#### [What to do]
Tell how many lines in the data hold "below", giving that figure alone.
(Materials provided)
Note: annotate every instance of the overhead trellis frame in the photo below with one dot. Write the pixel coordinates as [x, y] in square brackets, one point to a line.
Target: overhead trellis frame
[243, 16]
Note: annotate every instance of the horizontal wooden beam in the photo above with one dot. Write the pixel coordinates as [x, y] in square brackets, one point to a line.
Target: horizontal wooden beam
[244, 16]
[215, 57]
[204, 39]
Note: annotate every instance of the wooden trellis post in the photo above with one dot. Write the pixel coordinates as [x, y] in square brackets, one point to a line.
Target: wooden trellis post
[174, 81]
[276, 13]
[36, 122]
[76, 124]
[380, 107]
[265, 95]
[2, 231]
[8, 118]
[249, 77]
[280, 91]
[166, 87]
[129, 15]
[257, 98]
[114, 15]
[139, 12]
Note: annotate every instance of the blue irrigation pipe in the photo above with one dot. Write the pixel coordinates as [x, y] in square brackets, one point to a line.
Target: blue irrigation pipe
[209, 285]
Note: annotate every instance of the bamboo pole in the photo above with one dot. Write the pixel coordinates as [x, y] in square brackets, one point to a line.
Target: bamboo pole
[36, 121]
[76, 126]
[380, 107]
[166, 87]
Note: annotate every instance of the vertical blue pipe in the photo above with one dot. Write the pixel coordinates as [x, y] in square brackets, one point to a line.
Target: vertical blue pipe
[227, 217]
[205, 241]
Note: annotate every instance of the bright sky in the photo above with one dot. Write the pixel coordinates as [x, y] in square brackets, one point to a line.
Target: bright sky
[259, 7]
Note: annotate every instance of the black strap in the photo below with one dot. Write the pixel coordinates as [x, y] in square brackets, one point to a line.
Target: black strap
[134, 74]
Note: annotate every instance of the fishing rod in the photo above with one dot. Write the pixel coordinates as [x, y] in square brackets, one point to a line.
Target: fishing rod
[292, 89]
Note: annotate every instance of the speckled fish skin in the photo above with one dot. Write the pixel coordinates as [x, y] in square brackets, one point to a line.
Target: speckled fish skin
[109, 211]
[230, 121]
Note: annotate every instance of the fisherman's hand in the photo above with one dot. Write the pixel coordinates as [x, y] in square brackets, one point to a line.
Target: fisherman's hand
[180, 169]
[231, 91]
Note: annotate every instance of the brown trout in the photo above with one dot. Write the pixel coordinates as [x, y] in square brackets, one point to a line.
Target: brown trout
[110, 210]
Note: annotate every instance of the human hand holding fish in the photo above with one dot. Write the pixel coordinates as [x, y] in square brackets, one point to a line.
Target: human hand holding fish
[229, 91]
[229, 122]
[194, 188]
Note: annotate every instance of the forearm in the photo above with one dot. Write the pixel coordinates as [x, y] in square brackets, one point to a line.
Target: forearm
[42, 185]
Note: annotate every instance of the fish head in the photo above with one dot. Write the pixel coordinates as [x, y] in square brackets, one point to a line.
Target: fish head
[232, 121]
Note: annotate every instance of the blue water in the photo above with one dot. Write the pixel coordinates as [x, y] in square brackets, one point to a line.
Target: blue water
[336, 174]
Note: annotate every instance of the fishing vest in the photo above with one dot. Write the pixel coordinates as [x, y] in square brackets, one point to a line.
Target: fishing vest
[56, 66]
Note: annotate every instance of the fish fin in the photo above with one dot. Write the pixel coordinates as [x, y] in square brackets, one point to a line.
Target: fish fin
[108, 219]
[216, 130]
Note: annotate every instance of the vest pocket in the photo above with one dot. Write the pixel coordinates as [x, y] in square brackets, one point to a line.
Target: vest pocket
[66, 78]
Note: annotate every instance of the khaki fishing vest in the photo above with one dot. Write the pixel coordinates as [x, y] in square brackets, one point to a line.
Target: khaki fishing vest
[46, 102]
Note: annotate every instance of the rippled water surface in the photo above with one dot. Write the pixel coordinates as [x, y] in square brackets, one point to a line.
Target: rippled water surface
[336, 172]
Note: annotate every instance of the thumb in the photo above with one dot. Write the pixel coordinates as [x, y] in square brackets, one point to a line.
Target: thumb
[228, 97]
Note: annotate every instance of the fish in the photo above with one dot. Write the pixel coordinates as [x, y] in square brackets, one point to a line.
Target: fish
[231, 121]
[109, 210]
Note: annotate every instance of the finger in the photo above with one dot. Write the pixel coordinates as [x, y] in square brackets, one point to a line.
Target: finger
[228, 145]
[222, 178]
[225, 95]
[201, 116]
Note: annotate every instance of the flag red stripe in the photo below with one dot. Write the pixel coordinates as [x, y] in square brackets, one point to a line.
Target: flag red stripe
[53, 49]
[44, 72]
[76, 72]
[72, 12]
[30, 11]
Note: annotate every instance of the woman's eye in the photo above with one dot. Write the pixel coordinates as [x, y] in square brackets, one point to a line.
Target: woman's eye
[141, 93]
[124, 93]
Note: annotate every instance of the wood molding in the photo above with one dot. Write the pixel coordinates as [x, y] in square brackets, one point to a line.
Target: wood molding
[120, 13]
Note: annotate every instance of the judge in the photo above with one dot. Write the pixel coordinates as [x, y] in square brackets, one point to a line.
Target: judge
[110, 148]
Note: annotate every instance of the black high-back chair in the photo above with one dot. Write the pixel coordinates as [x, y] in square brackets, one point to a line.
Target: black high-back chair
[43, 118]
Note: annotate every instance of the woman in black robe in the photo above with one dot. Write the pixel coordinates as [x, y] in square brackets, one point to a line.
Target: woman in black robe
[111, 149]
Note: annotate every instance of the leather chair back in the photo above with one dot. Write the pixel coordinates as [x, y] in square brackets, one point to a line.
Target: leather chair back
(End Materials provided)
#### [Answer to the problem]
3